What is required: Copy out all the records exactly.
________________
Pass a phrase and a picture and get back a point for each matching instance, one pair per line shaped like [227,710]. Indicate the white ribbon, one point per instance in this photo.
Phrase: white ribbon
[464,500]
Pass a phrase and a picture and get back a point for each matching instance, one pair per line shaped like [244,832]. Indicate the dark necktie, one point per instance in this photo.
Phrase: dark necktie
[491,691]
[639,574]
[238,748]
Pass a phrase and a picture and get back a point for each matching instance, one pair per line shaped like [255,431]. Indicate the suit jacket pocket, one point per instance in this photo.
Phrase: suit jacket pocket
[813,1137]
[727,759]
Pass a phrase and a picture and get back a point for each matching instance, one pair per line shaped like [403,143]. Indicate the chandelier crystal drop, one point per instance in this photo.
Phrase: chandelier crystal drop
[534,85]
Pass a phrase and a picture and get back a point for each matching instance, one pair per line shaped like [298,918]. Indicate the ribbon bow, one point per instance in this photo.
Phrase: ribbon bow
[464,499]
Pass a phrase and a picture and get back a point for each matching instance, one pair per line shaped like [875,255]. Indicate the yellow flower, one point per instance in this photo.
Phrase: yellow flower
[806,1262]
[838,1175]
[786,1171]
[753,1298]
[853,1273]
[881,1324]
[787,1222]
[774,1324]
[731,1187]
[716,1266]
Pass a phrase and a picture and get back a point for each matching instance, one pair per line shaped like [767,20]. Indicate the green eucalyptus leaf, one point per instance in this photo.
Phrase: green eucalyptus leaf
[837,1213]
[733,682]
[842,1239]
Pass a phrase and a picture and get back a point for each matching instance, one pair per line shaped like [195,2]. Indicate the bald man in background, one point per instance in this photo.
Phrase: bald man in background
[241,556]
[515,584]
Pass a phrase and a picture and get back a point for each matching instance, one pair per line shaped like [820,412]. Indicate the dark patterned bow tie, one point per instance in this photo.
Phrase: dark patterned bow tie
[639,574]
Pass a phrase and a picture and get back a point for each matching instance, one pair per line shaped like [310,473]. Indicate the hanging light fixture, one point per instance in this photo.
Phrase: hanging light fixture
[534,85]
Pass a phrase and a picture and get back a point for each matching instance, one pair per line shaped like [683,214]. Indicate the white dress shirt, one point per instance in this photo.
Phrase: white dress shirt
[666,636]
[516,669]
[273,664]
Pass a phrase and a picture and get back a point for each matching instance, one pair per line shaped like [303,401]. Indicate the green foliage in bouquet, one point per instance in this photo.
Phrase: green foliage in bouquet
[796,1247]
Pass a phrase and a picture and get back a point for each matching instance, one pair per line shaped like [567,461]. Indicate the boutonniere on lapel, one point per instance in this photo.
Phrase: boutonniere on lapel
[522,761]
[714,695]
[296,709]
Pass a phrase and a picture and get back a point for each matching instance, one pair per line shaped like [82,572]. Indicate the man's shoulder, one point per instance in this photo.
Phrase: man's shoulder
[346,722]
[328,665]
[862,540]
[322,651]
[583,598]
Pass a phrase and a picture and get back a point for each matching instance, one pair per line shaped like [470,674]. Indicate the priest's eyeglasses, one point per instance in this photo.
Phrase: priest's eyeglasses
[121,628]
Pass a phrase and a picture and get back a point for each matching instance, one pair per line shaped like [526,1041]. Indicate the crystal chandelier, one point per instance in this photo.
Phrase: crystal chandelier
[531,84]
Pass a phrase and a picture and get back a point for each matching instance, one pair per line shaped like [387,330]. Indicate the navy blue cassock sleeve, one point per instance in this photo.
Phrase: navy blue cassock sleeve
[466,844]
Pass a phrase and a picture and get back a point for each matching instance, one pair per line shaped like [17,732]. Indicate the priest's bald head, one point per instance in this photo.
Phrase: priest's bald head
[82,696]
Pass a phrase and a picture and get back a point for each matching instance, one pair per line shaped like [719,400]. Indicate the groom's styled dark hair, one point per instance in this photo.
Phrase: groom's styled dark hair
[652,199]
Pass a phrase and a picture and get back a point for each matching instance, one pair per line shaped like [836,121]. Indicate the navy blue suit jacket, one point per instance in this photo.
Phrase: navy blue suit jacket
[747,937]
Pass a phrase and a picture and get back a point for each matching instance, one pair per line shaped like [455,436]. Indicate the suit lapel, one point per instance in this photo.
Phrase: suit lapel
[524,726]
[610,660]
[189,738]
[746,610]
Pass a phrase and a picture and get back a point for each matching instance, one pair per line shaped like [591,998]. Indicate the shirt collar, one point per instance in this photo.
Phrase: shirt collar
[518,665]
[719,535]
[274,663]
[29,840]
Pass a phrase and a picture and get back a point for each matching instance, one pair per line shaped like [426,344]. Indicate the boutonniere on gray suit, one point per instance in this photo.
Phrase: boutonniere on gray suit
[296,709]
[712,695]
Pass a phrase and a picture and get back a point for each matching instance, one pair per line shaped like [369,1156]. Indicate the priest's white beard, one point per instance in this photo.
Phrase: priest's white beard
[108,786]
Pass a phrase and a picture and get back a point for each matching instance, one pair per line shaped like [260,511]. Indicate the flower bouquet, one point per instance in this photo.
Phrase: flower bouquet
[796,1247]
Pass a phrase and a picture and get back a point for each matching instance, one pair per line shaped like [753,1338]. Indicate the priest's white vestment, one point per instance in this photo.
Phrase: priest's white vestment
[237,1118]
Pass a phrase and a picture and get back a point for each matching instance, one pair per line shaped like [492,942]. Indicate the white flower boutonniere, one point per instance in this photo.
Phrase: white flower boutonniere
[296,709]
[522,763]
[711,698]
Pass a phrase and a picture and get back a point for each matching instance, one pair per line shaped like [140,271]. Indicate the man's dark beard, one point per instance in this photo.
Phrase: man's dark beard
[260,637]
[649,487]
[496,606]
________________
Solution to this exercise:
Pass a phrase and a picture and get back a point for each matching instance, one pair per line shaped like [227,710]. Indicate the white ribbon, one point per instance in this photo.
Phrase: white ribbon
[464,500]
Pass a phrase and a picture and get back a point for each matching instance, one pair per line shaped like [244,832]. Indicate the dark necktie, one point per instance in this photo.
Phrase: dark necktie
[491,691]
[639,574]
[238,748]
Pass a phrase and a picture and get back a point for each matching instance, one pair per line shaped like [255,431]. Indicate the suit jacket pocket, one point per instance in this photo.
Phrase: suit jacket pocket
[813,1137]
[727,759]
Pass a phrase and a picture and get back a point for each matching instance, one pair per line shaped like [403,143]. Indicate the chandelier crystal drop, one point per instance in this photo.
Phrase: chandelier crystal drop
[534,85]
Pass a phrase and a picture and get back a point for each matching instance, one pair per line shaped like [298,918]. Indicate the ribbon bow, one point per instance in this photo.
Phrase: ribbon bow
[464,499]
Pass a phrase and a picture and get back a point for each matching instance, one pair per line shaped like [875,255]. Indicate the yellow flower, one point per instance in this photo.
Phrase: yellow flower
[806,1262]
[838,1175]
[786,1171]
[753,1298]
[853,1273]
[881,1324]
[787,1222]
[774,1324]
[731,1187]
[716,1266]
Pass a phrase and a picture and get back a point for each matching instance, one pair per line shaped like [767,20]. Indicate the green eucalyptus leaf, one point per instance in this photo.
Phrase: green eucalyptus leaf
[837,1213]
[733,682]
[842,1239]
Pass a phrase and a picture and get back a point for each matching instance, one pair per line shaped like [195,2]. Indicate the bald man in background, one point per instance in this photo.
Phrase: bald man in background
[241,556]
[515,584]
Pass a phrase and a picture and get back a point for each matching instance, one pair per line shaped like [820,412]. Indicate the dark patterned bow tie, one point per instance in this photo.
Phrase: dark patterned bow tie
[639,574]
Pass a phrase and a picture and get back a point for each matching instance, one pair per line shaped like [310,473]. Indicate the hanging light fixture, one point per instance in this photo.
Phrase: hanging light fixture
[534,85]
Pass a phrase and a picture and get back a point for each matching instance, one pair per line shaped like [683,214]. Indicate the white dress shirt, one point per instance in this photo.
Phrase: white dress shirt
[666,636]
[516,669]
[273,664]
Pass a phrase and a picture and get back a point for each matching instance, one pair per line shaped like [303,401]. Indicate the green foliage in bouquet, one point per instance in this photo.
Phrase: green foliage in bouquet
[796,1247]
Pass a phrase and a picture and get back a point for each matching instance, one pair per line shaped like [567,461]. Indicate the boutonniere on lapel, one point per instance in this photo.
Phrase: boutonniere on lapel
[522,761]
[714,695]
[296,709]
Pass a phrase and a picture and get back a point for each matching instance, one pair per line shaped like [82,572]. Indicate the man's shoulder, one point per instance in this photo.
Phrase: man's shoulder
[346,722]
[328,665]
[862,540]
[322,651]
[583,598]
Pass a phrase and a picture and get back a point for each matching instance, one pair per line shaped like [470,674]. Indicate the priest's eyeglasses, one point per instance in this photo.
Phrase: priest's eyeglasses
[121,628]
Pass a phrase and a picture and get back a point for each matching instance, one pair per line shaped like [526,1041]. Indicate the crystal chandelier, one point per instance in this photo.
Phrase: crystal chandelier
[531,84]
Pass a phrase and a picture and get back a point for each matching instance, one pair per line shaped like [387,330]. Indicate the navy blue cassock sleeve, one point per instance in this photo.
Phrase: navy blue cassock sleeve
[466,844]
Pass a phrase and a picture and get back a point for each matching instance, one pair per line shaped like [17,732]. Indicate the priest's bald head, one point per instance in this photo.
Phrase: priest's bald head
[82,696]
Pass a phrase and a picture and get back a point for each matching instance, one pair per line shaped like [719,400]. Indicate the groom's styled dark hair, one point per instance in this photo.
Phrase: groom's styled dark hair
[652,199]
Pass a phrase and a picture and get back a point for each matching instance, one pair per line shaped like [836,121]. Indicate the navy blue suit jacket, one point per instance in this photo.
Phrase: navy blue suit jacket
[747,937]
Pass a phrase and a picture and get back a point for each matching instance, one pair per line shaped like [455,436]. Indicate the suit lapel, one point per instance in this photo.
Phrase: suit lapel
[524,726]
[610,660]
[189,738]
[746,610]
Pass a phrase and a picture and get back a point for each matching instance, one pair per line shaped like [591,998]. Indicate the shirt collar, one point per instance in this photo.
Phrase: shirt collar
[518,665]
[719,535]
[274,663]
[29,840]
Pass a phrase and a picture and get back a point for each matching instance, one pair per line shaped like [426,344]. Indicate the boutonniere on gray suit, one point per instance in this photo.
Phrase: boutonniere on gray suit
[296,709]
[712,695]
Pass a phrase and a picture and get back a point for each matching instance, one pair per line shaped like [369,1156]. Indicate the priest's white beard, one point per instance in this photo.
Phrase: priest's white beard
[108,786]
Pass a phrase and a picture and get back a point for each matching instance, one pair per line shaped like [260,511]. Indicate the flower bouquet, one point per instance in this photo.
Phrase: flower bouquet
[796,1247]
Pass a phrase and a picture and get back a point for each matching instance, one pair per line shaped like [753,1338]. Indicate the priest's white vestment, one point per instance in this photo.
Phrase: priest's white vestment
[237,1118]
Pass a phrase and a picture and get back a point for each matching instance, one pair per line shaped like [492,942]. Indicate the white flower boutonniere, one point per instance in this photo.
Phrase: white flower boutonniere
[296,709]
[522,763]
[711,698]
Pass a phrase and a picture and get back a point for each matching instance, one pair per line shaped like [140,271]. Indicate the man's dark beard, one point per instance in this photo.
Phrase: man's dark beard
[260,637]
[649,487]
[496,606]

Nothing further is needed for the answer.